Directions —
Reproduce every one of the following rows verbatim, omitting the pictures.

── Records supplied

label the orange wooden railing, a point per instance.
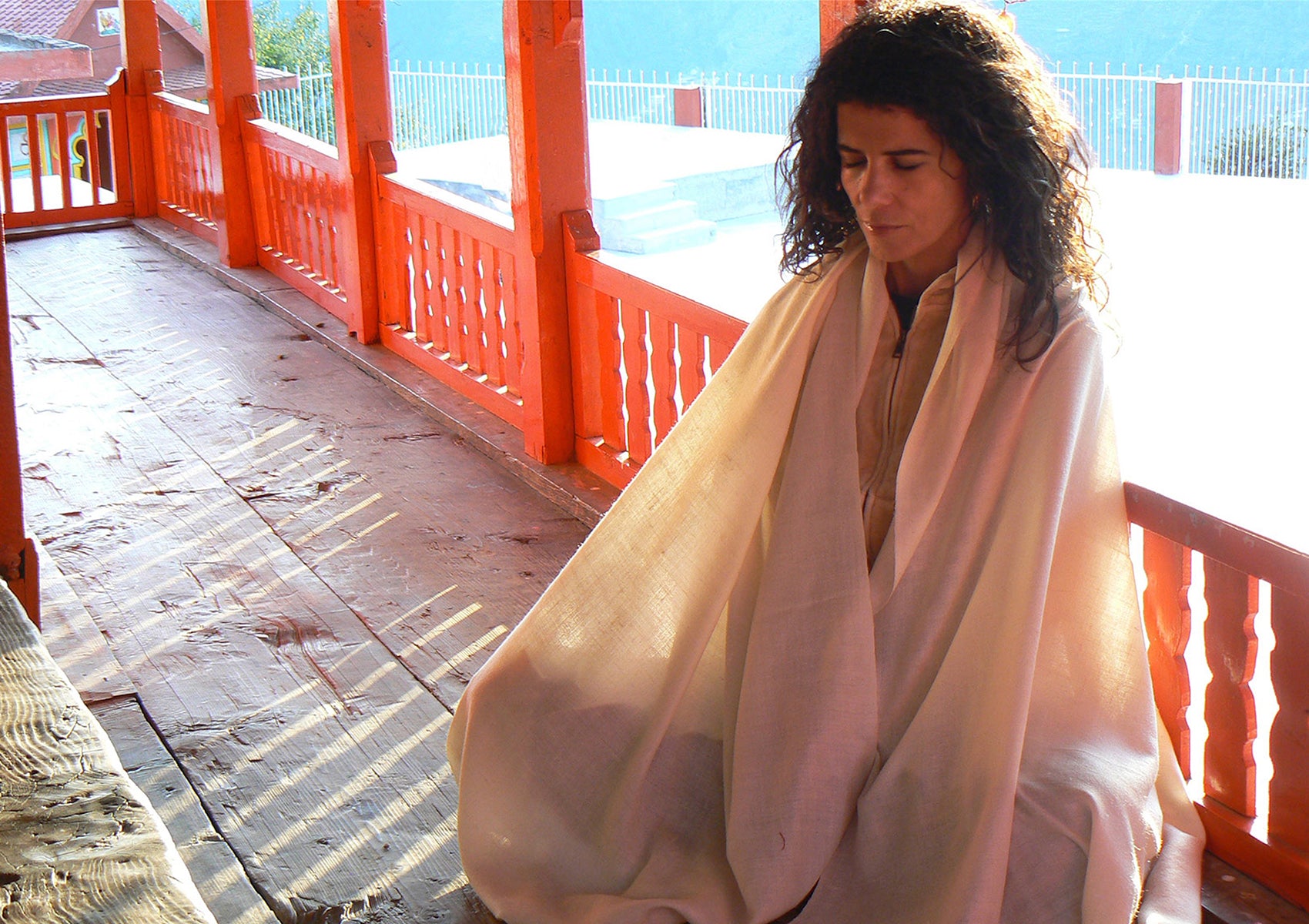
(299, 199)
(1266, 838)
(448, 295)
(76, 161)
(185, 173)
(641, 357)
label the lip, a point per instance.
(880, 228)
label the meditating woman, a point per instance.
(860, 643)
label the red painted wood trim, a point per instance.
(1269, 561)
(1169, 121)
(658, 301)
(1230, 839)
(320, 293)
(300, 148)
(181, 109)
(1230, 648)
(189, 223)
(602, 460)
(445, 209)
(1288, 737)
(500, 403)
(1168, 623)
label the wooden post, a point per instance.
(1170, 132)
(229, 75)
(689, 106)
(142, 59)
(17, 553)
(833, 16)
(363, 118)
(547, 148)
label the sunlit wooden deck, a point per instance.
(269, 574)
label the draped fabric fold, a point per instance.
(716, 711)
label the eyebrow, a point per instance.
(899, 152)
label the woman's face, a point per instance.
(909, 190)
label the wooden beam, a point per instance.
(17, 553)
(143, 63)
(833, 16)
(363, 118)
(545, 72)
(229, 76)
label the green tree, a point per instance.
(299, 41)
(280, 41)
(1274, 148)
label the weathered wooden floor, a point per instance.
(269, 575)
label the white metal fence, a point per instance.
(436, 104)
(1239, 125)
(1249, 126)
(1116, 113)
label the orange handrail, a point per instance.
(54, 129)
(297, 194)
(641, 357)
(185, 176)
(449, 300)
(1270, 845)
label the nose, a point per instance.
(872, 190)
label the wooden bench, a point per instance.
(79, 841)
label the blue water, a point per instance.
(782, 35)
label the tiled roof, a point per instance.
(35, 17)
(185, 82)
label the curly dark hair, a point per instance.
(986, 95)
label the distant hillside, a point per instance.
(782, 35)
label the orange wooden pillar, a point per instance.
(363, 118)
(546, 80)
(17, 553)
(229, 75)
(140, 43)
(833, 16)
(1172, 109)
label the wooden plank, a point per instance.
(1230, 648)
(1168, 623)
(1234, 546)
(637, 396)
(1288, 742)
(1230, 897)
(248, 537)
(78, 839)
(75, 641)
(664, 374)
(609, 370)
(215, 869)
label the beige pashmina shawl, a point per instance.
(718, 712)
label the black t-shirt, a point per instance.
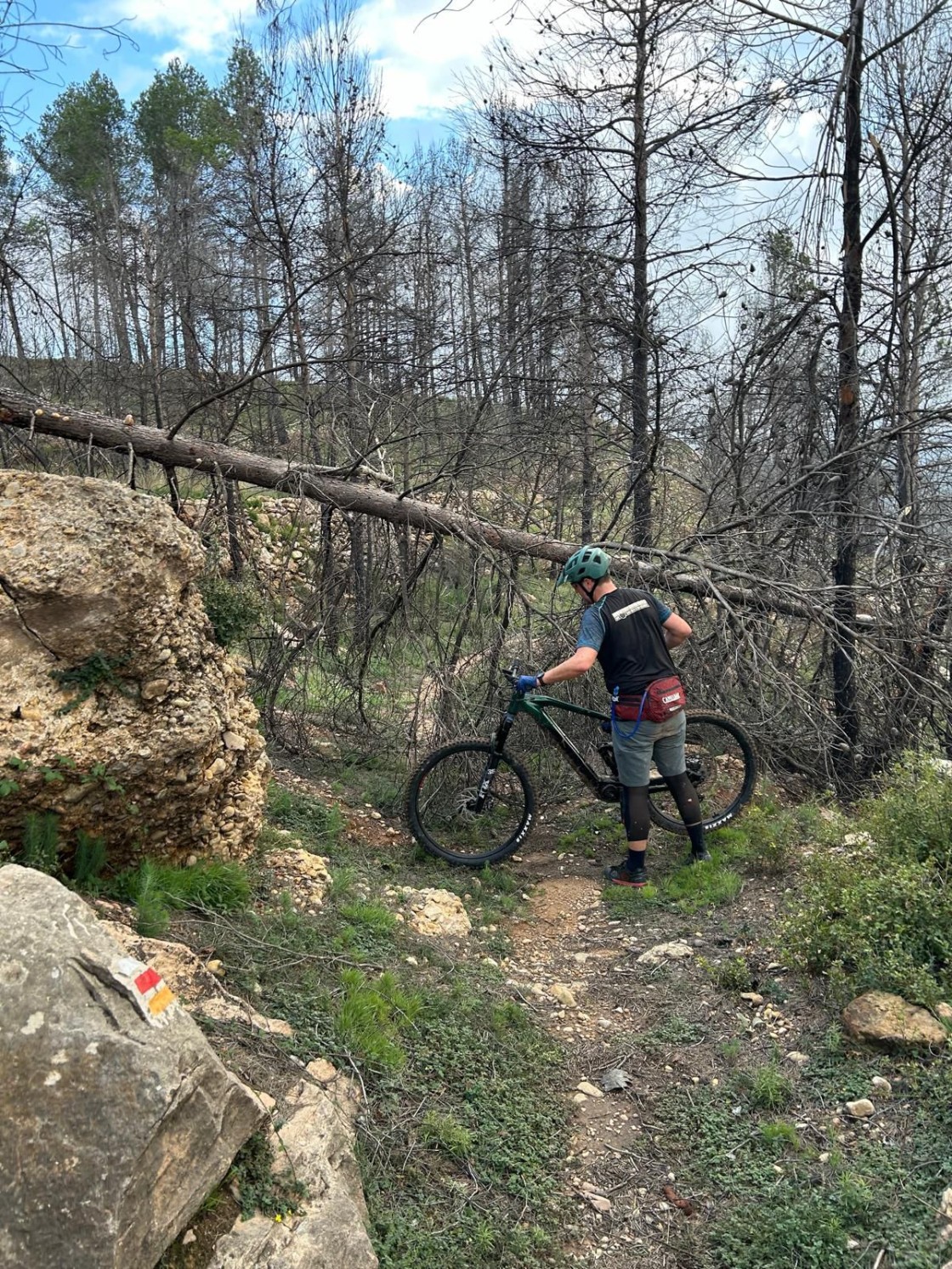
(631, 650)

────

Written response —
label the orange wooden railing, a point per instance.
(299, 199)
(1266, 838)
(448, 295)
(76, 161)
(185, 173)
(641, 357)
label the lip, a point per instance.
(880, 228)
label the meditating woman, a point per instance.
(860, 643)
label the red painted wood trim, a point per instance.
(1269, 561)
(1169, 121)
(658, 301)
(1230, 839)
(320, 293)
(300, 148)
(181, 109)
(1230, 648)
(189, 223)
(602, 460)
(445, 209)
(1288, 737)
(500, 403)
(1168, 623)
label the wooden post, a point per instance.
(1170, 132)
(229, 75)
(689, 106)
(142, 59)
(17, 553)
(833, 16)
(363, 118)
(547, 148)
label the sunlit wooden deck, a point per instance.
(269, 574)
label the draped fabric fold, a point per instance.
(716, 711)
label the eyebrow, a point per instance.
(899, 152)
label the woman's face, a point per instance.
(909, 190)
label the wooden beam, a point per instance.
(17, 553)
(143, 63)
(833, 16)
(363, 118)
(545, 72)
(229, 76)
label the green tree, a point per instance.
(299, 41)
(280, 41)
(1274, 148)
label the weathered wooden floor, a point per instance.
(269, 575)
label the white metal fence, a point per instance.
(436, 104)
(1239, 125)
(1249, 126)
(1116, 113)
label the orange handrail, a point per instance.
(54, 129)
(297, 194)
(641, 357)
(185, 176)
(449, 300)
(1270, 845)
label the nose, a point per instance.
(872, 190)
label the wooden bench, a point per instance.
(79, 841)
label the blue water, a point per instance.
(782, 35)
label the tiled roof, a point per instance.
(35, 17)
(185, 82)
label the curly dark hair, a point per instance.
(986, 95)
label the distant hillside, a point per instance.
(782, 35)
label the orange wooden pillar, a point per instance.
(363, 118)
(546, 80)
(17, 553)
(229, 75)
(140, 43)
(833, 16)
(1172, 109)
label the wooden plank, a point per instance.
(1230, 648)
(1168, 623)
(1234, 546)
(637, 396)
(1288, 742)
(1230, 897)
(248, 537)
(78, 839)
(75, 641)
(664, 374)
(609, 370)
(215, 869)
label the beige pashmina shawl, a point per instance.
(718, 712)
label the black t-shirt, a point per instance.
(631, 650)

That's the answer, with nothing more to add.